───── Texto fornecido
Por: Ricardo Cravo Albin

Repensando o Réveillon do Rio

Réveillon | Foto: Alexandre Macieira/Riotur

Não se pode atribuir a Machado de Assis a condição de cronista essencialmente carioca. Não com a volúpia, por exemplo, de João do Rio ou mesmo, bastante depois, de Rubem Braga.

Mas ao fundador da Academia Brasileira de Letras não passaria despercebida a observação sutil da degradação dos costumes citadinos ante o novidadeirismo de governantes mais megalomaníacos que exatos. Machado já se referiu, em crônica publicada na virada do século, à falta de respeito das autoridades ao casario imperial e, também, aos pregões populares com que as ruas cariocas se enchiam de vida e de sabor.

Não tenho nenhuma dúvida de que, vivos estivessem, Machado e também João do Rio ou ainda Rubem Braga botariam suas respectivas e doutas bocas nos trombones para lamentar a transformação quase radical de mais uma querida tradição carioca e que foi a festa de Iemanjá em Copacabana, na noite do Réveillon.

Mas, vamos por etapas. Pra início de conversa, o Réveillon de Copacabana começou a ficar célebre nas décadas de 40 e 50 exatamente pelas oferendas a Iemanjá, objeto de crescente adesão da classe média alta que sempre fez suas festanças nos belos apartamentos da Avenida Atlântica. Os fogos de artifício começaram a se somar ao binômio lemanjá moradores, a meu ver, sem prejuízo para ninguém, muito pelo contrário. Afinal, lucravam todos e também a indústria hoteleira, que ampliava a festa, ainda num nível tolerável, para encher seus hotéis, restaurantes e similares. E o que ocorreu, especialmente nesses quase 20 anos? Administradores de turismo novidadeiros e despreparados resolveram descobrir a pólvora, isto é, ampliar a festa, transformando-a num mega mafuá. O resultado logo ficaria visível para qualquer observador mais atento. Quem lucraria? Ora, os referidos gênios marqueteiros do turismo, que assim podiam melhor bajular seus chefetes, os prefeitos, logo incitados a declarações bombásticas e demagógicas do tipo "Copa terá o maior Réveillon do mundo", e "terá o maior show do mundo", "terá isso e aquilo maior do mundo", entre outras sandices para impressionar futuros eleitores semianalfabetos, incapazes de refletir sobre a esperteza desses triunfalistas.
──────────
* _Enunciado A_: Resuma em duas frases o texto sobre o Réveillon do Rio.
* _Enunciado B_: Transcreva o trecho do texto sobre o Réveillon do Rio que começa nas palavras "Repensando o Réveillon"; pare depois de "e de sabor.".
───── Dados extraídos
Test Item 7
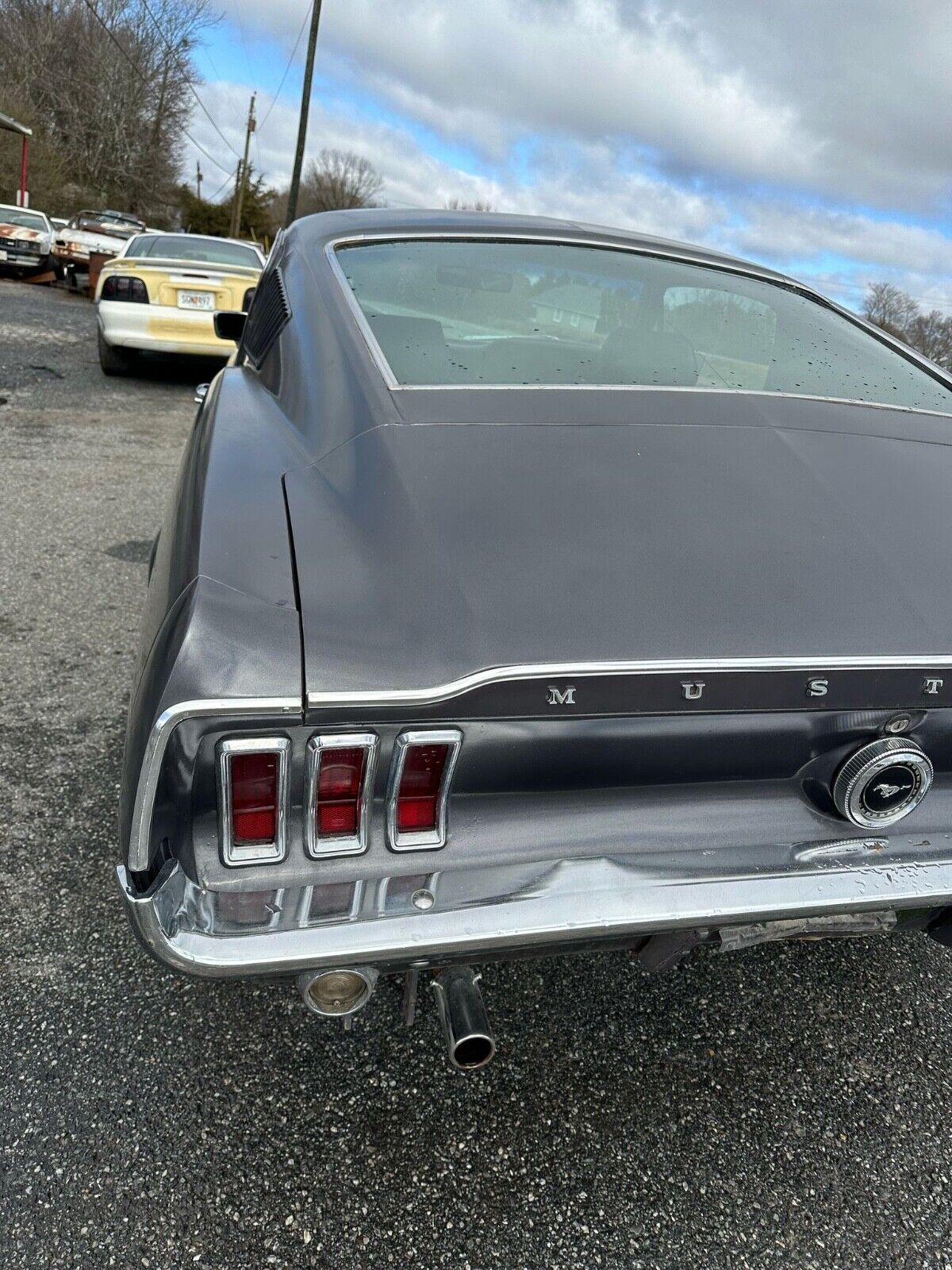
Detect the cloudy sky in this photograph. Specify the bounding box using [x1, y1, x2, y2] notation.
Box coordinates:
──────────
───── Dados extraídos
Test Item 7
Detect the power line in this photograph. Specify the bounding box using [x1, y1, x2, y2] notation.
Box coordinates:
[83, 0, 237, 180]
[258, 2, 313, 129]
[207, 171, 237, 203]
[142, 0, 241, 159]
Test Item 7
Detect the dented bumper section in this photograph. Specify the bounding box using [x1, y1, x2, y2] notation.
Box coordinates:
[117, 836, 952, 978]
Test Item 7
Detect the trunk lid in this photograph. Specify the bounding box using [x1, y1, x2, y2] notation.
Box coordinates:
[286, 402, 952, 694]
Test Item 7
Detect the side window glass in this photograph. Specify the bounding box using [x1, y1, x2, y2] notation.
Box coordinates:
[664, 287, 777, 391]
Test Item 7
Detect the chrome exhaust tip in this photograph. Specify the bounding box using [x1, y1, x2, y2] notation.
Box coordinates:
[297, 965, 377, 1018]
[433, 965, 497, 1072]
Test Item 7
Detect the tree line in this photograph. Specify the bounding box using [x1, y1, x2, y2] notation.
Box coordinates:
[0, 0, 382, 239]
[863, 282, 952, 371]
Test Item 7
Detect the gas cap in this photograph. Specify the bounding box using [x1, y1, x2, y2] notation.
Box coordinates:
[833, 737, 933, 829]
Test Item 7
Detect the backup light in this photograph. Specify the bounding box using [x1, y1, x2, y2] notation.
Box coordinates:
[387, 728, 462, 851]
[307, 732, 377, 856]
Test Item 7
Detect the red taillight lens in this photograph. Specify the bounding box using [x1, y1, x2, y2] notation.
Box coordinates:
──────────
───── Dados extraídos
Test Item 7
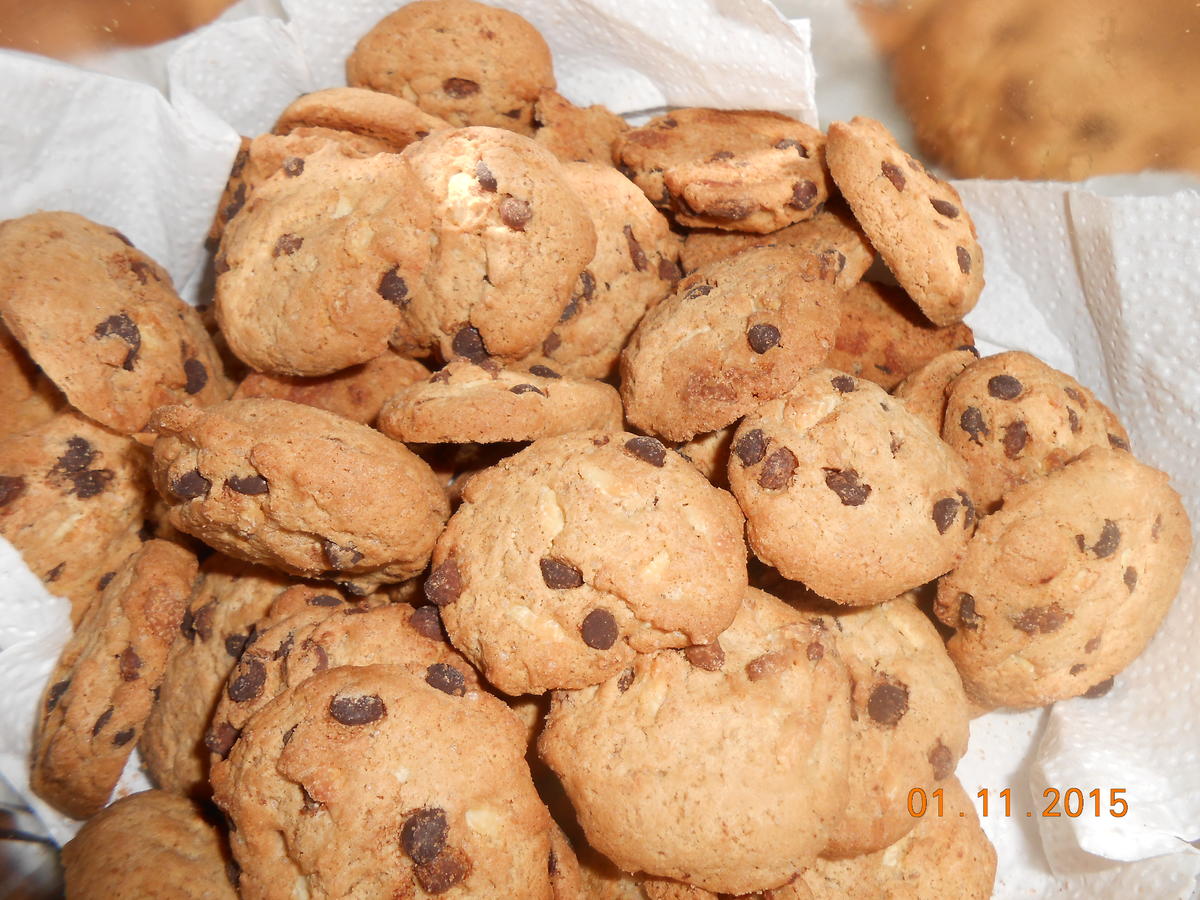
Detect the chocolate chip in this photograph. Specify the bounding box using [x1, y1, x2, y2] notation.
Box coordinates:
──────────
* _Resposta esperada A_: O texto afirma que Machado de Assis, João do Rio e Rubem Braga, se estivessem vivos, lamentariam a transformação quase radical da festa de Iemanjá em Copacabana na noite do Réveillon, que ficou célebre nas décadas de 40 e 50 pelas oferendas a Iemanjá. Segundo o texto, nesses quase 20 anos, administradores de turismo novidadeiros e despreparados ampliaram a festa até transformá-la num mega mafuá e incitaram os prefeitos a declarações bombásticas e demagógicas, como "Copa terá o maior Réveillon do mundo".

* _Resposta esperada B_:
Repensando o Réveillon do Rio

Réveillon | Foto: Alexandre Macieira/Riotur

Não se pode atribuir a Machado de Assis a condição de cronista essencialmente carioca. Não com a volúpia, por exemplo, de João do Rio ou mesmo, bastante depois, de Rubem Braga.

Mas ao fundador da Academia Brasileira de Letras não passaria despercebida a observação sutil da degradação dos costumes citadinos ante o novidadeirismo de governantes mais megalomaníacos que exatos. Machado já se referiu, em crônica publicada na virada do século, à falta de respeito das autoridades ao casario imperial e, também, aos pregões populares com que as ruas cariocas se enchiam de vida e de sabor.